→ To do
- A) Translate this sentence from the passage about Sarah into Spanish: "I definitely didn’t want to lose or alienate my friends."
- B) Answer these questions from the passage about Sarah:
(i) On what website did Sarah and the writer spend long nights talking?
(ii) What did the writer bang against the desk in the dorm room?
(iii) Whom did the writer not want to let down?
- C) For each statement, say whether it agrees with the passage about Sarah. Answer yes or no, and quote the words from the passage that decide it.
(i) The chalk messages were written around the uni campus.
(ii) The writer was ready to go public at first.
(iii) The chalk messages were signed.

She was so fucking cool. She shaved her head for cancer. She’d go nude streaking just for fun and write anonymous messages like “You look lovely today” in chalk around the uni campus just to make people’s days.
She didn’t give a fuck about what anybody else thought of her and she just so happened to be dating a girl in the next dorm.
Sarah and I started off in a similar fashion to Alison and I. Long nights spent talking on MySpace, making mix CD’s for each other… I fell hard and fast but I still wasn’t brave enough to go public. I could barely admit it to myself!
I remember some really fucking awful nights in my dorm room. Crying, banging my head against my desk wondering “Why me?”, “Why can’t I just be normal?”It seemed like I was about to embark down a path that was far harder, more painful than the one I’d been on thus far.
I didn’t want to let my Dad down. I didn’t want to embarrass my brother’s or humiliate my ex-boyfriend’s. I definitely didn’t want to lose or alienate my friends.

→ Supplied entries

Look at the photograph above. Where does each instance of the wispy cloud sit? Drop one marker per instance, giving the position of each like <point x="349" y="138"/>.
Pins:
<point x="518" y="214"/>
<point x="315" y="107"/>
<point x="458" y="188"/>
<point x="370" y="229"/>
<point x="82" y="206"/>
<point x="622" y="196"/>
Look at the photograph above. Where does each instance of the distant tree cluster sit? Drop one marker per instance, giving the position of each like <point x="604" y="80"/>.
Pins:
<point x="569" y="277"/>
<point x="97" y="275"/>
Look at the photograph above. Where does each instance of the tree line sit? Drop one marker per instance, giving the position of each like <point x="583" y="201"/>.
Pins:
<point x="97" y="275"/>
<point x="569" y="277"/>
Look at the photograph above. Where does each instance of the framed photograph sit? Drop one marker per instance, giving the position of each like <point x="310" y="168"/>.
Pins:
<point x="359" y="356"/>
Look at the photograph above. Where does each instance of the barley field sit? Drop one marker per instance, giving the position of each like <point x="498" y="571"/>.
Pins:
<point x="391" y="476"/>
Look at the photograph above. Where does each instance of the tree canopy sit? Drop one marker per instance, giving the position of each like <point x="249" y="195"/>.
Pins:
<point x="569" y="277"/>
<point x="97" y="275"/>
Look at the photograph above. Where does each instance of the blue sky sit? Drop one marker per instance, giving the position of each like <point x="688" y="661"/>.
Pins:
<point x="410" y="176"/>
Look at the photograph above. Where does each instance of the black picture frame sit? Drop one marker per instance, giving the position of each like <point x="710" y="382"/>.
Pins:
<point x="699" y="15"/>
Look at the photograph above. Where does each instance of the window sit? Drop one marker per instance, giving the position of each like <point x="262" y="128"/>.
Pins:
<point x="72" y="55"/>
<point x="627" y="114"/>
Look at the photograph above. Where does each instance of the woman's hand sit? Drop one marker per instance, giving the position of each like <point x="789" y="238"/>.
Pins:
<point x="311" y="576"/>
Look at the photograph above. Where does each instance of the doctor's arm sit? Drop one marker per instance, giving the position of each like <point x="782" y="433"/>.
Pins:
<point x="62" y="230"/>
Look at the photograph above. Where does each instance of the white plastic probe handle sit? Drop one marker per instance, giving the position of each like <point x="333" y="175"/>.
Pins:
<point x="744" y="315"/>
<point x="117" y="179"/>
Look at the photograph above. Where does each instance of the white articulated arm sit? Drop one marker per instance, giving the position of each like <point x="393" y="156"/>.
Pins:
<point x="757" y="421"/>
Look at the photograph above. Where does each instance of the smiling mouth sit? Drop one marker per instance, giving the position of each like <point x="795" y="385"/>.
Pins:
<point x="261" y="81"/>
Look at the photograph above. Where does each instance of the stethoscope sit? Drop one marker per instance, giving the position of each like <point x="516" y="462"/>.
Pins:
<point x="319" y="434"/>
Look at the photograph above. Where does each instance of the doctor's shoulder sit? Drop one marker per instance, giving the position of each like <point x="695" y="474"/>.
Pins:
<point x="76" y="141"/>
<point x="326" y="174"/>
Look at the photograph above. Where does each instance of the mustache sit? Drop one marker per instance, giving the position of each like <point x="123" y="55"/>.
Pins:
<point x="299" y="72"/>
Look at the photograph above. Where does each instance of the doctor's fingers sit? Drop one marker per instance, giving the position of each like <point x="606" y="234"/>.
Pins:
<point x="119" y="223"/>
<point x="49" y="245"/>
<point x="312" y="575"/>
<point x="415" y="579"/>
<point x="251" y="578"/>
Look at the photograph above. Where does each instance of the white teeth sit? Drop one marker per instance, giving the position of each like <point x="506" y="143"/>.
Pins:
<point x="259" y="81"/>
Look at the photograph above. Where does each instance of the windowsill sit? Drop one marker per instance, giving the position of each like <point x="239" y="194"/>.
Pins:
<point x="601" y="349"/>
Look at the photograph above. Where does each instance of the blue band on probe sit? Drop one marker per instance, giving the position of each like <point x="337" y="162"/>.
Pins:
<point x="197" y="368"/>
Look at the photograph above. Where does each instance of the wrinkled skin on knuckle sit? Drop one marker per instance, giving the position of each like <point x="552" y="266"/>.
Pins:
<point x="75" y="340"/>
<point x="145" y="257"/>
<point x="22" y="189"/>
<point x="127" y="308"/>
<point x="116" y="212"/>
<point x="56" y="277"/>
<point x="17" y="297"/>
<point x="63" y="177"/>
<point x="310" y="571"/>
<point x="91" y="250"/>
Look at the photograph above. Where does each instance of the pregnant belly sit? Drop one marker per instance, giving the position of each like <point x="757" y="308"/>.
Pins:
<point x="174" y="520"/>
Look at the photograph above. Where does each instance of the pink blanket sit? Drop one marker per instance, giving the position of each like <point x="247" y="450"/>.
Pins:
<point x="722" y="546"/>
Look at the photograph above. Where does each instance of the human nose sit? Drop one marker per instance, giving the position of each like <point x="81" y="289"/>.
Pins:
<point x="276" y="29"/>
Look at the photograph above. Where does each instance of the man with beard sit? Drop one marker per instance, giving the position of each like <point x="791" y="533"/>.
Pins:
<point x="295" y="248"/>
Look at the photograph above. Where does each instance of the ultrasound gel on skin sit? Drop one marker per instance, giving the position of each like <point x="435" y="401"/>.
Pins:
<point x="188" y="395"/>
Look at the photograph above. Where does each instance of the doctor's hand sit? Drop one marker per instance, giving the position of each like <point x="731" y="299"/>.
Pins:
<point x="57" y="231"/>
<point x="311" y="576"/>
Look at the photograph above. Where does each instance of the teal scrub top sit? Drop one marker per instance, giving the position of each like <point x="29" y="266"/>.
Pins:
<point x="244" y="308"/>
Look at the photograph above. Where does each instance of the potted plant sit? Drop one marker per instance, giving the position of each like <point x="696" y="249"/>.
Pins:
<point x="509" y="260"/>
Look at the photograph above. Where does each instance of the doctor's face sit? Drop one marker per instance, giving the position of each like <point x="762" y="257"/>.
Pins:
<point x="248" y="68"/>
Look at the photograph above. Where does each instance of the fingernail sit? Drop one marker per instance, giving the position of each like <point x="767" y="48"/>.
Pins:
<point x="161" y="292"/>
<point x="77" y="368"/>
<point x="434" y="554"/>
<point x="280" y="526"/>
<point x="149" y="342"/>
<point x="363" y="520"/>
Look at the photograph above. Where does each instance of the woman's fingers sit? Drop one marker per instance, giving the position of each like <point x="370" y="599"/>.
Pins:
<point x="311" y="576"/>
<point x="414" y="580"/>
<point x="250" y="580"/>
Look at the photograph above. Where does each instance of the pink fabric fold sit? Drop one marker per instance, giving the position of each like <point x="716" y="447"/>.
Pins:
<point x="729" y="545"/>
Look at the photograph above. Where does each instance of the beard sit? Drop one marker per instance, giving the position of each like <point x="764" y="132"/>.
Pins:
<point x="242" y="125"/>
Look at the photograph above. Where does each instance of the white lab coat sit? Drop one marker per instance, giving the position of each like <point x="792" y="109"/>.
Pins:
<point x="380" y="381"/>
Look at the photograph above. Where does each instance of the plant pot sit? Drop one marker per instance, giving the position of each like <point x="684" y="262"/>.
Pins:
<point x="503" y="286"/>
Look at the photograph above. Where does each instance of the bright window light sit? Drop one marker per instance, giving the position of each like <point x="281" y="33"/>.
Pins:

→ Solved problems
- A) Definitivamente no quería perder ni alejar a mis amigos.

- B)
(i) MySpace
(ii) The writer's head
(iii) The writer's Dad

- C)
(i) Yes: "in chalk around the uni campus"
(ii) No: "I still wasn’t brave enough to go public."
(iii) No: "write anonymous messages"